▸ **Assignment**:
What is the number of lines in the entries below that include the word "white"? Provide the number only.

▸ **Input records**:
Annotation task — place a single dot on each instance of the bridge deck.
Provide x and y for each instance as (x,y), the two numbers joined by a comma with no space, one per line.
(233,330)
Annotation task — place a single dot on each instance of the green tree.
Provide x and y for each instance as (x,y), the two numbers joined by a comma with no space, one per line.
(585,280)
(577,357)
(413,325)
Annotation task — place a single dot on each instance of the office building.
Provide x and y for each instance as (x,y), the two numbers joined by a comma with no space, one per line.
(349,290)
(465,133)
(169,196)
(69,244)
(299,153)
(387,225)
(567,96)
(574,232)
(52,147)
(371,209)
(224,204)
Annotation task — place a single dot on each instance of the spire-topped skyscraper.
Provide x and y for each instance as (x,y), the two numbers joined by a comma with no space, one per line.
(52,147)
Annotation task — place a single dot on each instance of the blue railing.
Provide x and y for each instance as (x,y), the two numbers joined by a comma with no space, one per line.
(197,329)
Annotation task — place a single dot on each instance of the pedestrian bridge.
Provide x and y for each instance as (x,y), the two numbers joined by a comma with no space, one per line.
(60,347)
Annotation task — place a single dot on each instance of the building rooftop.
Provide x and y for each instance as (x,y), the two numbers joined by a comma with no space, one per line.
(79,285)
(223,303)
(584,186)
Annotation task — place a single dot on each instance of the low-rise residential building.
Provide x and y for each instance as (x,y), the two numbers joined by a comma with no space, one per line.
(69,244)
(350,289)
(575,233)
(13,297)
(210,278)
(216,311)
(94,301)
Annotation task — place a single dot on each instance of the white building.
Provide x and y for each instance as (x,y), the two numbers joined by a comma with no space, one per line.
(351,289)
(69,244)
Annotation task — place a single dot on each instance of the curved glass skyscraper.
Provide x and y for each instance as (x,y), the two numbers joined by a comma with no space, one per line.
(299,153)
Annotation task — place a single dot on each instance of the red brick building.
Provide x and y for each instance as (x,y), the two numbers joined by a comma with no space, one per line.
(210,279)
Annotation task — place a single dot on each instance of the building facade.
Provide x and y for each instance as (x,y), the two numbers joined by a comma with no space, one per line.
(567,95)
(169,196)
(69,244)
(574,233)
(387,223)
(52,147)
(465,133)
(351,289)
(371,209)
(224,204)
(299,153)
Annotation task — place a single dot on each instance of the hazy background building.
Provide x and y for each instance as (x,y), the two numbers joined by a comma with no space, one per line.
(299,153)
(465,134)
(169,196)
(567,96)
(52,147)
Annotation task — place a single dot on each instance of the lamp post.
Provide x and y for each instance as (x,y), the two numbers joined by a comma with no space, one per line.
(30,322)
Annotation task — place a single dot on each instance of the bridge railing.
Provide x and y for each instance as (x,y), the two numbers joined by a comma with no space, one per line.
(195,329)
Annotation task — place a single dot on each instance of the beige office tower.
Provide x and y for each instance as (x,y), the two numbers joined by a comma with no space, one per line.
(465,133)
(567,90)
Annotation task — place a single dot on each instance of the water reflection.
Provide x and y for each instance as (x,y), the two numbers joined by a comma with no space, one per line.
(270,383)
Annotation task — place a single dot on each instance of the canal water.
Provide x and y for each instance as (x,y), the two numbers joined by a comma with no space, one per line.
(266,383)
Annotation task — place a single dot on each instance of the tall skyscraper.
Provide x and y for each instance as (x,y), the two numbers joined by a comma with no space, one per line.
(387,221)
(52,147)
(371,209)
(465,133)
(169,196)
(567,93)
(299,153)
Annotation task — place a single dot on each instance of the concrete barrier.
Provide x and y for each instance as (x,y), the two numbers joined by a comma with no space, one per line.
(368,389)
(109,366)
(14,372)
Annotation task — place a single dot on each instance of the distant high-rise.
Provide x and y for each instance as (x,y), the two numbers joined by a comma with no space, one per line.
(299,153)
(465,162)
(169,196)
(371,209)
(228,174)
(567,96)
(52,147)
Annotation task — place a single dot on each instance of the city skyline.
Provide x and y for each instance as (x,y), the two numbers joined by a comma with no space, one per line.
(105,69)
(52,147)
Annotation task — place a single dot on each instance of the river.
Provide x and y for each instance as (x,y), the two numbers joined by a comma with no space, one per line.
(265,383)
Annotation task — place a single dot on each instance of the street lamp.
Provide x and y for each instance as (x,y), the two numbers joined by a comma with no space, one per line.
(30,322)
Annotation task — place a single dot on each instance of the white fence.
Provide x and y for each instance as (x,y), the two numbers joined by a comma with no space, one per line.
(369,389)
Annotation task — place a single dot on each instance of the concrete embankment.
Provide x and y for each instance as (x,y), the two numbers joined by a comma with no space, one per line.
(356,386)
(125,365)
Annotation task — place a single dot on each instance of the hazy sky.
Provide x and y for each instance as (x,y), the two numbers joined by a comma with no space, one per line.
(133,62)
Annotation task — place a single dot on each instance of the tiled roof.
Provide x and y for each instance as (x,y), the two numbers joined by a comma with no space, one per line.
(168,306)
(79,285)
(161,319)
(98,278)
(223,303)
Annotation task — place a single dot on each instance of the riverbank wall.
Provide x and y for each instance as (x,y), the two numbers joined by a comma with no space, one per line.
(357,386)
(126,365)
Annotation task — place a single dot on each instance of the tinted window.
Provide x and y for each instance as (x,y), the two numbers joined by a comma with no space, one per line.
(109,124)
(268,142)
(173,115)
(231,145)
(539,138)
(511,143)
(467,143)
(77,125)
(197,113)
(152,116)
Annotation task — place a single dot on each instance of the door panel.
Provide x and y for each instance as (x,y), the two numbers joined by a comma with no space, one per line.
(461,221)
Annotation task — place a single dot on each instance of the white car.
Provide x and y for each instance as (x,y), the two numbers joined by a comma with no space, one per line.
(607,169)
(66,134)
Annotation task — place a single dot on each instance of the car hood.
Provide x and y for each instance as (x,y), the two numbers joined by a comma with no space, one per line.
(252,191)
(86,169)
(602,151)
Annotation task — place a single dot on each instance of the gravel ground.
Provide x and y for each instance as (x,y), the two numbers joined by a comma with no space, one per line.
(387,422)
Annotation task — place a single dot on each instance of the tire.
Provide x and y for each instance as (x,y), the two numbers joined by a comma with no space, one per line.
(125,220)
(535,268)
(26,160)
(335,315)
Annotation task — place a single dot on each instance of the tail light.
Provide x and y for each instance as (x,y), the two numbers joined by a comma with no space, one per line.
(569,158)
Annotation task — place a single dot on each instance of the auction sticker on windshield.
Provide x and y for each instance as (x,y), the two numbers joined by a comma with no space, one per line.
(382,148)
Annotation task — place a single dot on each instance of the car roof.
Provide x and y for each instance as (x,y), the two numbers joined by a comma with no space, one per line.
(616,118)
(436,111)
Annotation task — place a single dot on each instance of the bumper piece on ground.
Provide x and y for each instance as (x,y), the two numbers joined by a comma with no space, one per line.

▸ **Solution for this exercise**:
3